SOURCE TEXT below:

Black also learnt about the “power of narrative”. “If we know something very bad happened to someone we know and love, and that he or she survived it, often we tell ourselves, that we, too, can survive and bounce back when bad things happen to us.”

But it wasn’t easy. When her eldest daughter Anna was nearly 13, she suffered many flashbacks. “I had nightmares for about three years that would wake me up and I could feel the presence of the young men in the room and at times could feel their weight on my body.”

Around this time, she was doing a psychotherapy course, and felt it was time to talk about what had happened. “I realised I had to come to terms with the rape and accept it for what it was. After all, I had survived it and it wasn’t happening any more.”

One of the greatest sources of support came from The Forgiveness Project, an organisation which believes that healing comes from sharing stories.

“Marina, the founder of Forgiveness, asked me if I would like to put my story up on the website anonymously. I thought ‘I am tired of hiding, I am tired of being ashamed, I am not ashamed any more’. I realised that the shame was never mine in the first place. It always belongs to perpetrators.”

Black decided if she was going to tell her story, she did not want to be anonymous.

“My fingers went into automatic mode, and all the words came out. It was ready to come out.”

End of SOURCE TEXT.

# WHAT IS NEEDED:
Copy the passage about Black's recovery from "One of the greatest" through "to be anonymous.", inclusive, and swap "website" for "blog".

RECORDS SHOWN below:

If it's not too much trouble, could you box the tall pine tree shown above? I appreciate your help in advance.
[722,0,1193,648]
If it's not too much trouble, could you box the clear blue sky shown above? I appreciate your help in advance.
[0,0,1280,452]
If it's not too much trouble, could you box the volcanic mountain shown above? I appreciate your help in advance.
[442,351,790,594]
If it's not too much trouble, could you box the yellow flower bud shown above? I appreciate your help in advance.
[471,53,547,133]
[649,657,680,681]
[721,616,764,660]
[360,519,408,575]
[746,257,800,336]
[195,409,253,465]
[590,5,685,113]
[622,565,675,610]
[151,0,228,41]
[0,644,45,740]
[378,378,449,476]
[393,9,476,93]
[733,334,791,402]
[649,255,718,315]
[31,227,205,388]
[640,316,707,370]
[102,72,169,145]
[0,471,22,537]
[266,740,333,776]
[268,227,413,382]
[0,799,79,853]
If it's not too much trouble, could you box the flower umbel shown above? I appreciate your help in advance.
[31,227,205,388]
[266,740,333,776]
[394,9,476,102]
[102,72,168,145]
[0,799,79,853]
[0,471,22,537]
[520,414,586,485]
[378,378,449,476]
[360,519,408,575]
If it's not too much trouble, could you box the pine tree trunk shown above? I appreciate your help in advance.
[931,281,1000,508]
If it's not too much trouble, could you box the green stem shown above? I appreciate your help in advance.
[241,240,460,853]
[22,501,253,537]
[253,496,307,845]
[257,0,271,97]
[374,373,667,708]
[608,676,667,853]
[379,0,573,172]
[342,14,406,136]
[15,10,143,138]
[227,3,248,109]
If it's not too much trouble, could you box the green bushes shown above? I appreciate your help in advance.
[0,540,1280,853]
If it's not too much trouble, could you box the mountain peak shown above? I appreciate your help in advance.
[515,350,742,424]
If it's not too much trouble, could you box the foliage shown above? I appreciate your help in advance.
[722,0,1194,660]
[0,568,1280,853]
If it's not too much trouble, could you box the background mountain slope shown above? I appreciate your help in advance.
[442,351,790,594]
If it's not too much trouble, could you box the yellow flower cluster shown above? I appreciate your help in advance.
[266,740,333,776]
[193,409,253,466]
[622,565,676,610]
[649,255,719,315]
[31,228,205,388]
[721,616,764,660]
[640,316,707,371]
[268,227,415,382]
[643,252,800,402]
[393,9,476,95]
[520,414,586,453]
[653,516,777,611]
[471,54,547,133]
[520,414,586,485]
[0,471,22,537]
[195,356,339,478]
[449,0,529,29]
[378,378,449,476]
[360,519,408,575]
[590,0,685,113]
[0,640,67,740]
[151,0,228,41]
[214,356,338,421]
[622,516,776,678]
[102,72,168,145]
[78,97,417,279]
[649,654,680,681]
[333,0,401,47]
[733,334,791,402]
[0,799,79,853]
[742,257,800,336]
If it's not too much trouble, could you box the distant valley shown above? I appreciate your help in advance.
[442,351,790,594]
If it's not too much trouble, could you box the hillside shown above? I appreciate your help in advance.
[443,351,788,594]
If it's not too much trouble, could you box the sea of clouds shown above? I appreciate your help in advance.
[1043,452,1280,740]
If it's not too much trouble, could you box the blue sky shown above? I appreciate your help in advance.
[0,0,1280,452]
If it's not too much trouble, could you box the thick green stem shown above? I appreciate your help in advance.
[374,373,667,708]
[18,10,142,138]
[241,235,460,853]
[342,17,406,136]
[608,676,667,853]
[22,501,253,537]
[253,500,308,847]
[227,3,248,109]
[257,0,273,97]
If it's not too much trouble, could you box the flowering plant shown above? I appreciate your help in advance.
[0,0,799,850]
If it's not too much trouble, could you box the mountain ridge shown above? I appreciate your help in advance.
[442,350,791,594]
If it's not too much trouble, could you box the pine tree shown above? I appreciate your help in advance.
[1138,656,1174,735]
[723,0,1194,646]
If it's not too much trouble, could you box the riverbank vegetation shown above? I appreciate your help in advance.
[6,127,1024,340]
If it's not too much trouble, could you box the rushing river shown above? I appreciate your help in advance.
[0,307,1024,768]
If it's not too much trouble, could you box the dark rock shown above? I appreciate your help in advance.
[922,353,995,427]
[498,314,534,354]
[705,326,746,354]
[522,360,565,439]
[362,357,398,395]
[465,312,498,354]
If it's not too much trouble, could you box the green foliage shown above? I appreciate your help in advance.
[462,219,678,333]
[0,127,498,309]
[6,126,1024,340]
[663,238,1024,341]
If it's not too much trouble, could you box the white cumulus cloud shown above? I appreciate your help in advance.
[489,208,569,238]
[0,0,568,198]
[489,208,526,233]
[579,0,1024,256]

End of RECORDS SHOWN.

# TASK OUTPUT:
One of the greatest sources of support came from The Forgiveness Project, an organisation which believes that healing comes from sharing stories.

“Marina, the founder of Forgiveness, asked me if I would like to put my story up on the blog anonymously. I thought ‘I am tired of hiding, I am tired of being ashamed, I am not ashamed any more’. I realised that the shame was never mine in the first place. It always belongs to perpetrators.”

Black decided if she was going to tell her story, she did not want to be anonymous.